**Short exercise A:**
Repeat the records from the line that contains "If you would" through the line that contains "19), (63, 5)]", requests included, and shift every coordinate in the answers by adding 130 to it.
::: Selected extract
1959–60 Gold Cup

Tournament details
- Country: Northern Ireland
- Teams: 12

Final positions
- Champions: Linfield (18th win)
- Runners-up: Portadown

Tournament statistics
- Matches played: 13
- Goals scored: 56 (4.31 per match)

= 1959–60 Gold Cup =

The 1959–60 Gold Cup was the 41st edition of the Gold Cup, a cup competition in Northern Irish football.

The tournament was won by Linfield for the 18th time, defeating Portadown 3–2 in the final at Solitude.
::::::
::: Data to use
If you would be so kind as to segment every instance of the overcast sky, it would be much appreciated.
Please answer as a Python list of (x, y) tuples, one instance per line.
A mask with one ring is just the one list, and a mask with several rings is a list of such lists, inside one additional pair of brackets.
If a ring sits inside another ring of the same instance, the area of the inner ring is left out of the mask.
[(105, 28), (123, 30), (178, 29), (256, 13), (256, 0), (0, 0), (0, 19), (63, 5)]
::::::
::: Data to use
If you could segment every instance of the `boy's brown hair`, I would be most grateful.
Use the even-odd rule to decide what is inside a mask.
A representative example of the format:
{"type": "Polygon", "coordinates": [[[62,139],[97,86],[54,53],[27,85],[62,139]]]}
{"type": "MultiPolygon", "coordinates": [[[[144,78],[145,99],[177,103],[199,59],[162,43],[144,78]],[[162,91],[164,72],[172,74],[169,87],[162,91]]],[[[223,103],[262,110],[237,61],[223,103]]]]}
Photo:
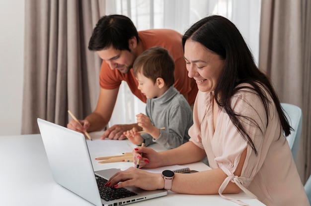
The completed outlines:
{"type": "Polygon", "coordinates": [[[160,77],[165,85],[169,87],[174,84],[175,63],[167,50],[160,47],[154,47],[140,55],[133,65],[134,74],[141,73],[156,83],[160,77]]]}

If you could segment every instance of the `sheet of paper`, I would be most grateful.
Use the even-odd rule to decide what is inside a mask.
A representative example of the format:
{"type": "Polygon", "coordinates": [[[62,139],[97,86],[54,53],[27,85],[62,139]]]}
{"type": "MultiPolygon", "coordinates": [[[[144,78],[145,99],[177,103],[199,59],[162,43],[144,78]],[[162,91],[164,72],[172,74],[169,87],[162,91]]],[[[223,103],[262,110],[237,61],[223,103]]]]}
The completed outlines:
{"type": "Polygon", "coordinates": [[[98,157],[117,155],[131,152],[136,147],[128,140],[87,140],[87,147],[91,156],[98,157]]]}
::::::
**Short exercise B:**
List every field label that appears before a colon in the summary at the top of the 1959–60 Gold Cup text.

**Exercise output A:**
If you would be so kind as to segment every instance of the overcast sky, it would be much appreciated.
Please answer as a Python list of (x, y) tuples, one instance per line.
A mask with one ring is just the one list, and a mask with several rings is a list of such lists, inside one additional pair of brackets.
If a ring sits inside another ring of the same instance, the area of the inner ring is left out of the mask.
[(235, 158), (253, 160), (308, 159), (386, 143), (386, 130), (130, 130), (130, 149), (193, 135)]

**Exercise output B:**
Country, Teams, Champions, Runners-up, Matches played, Goals scored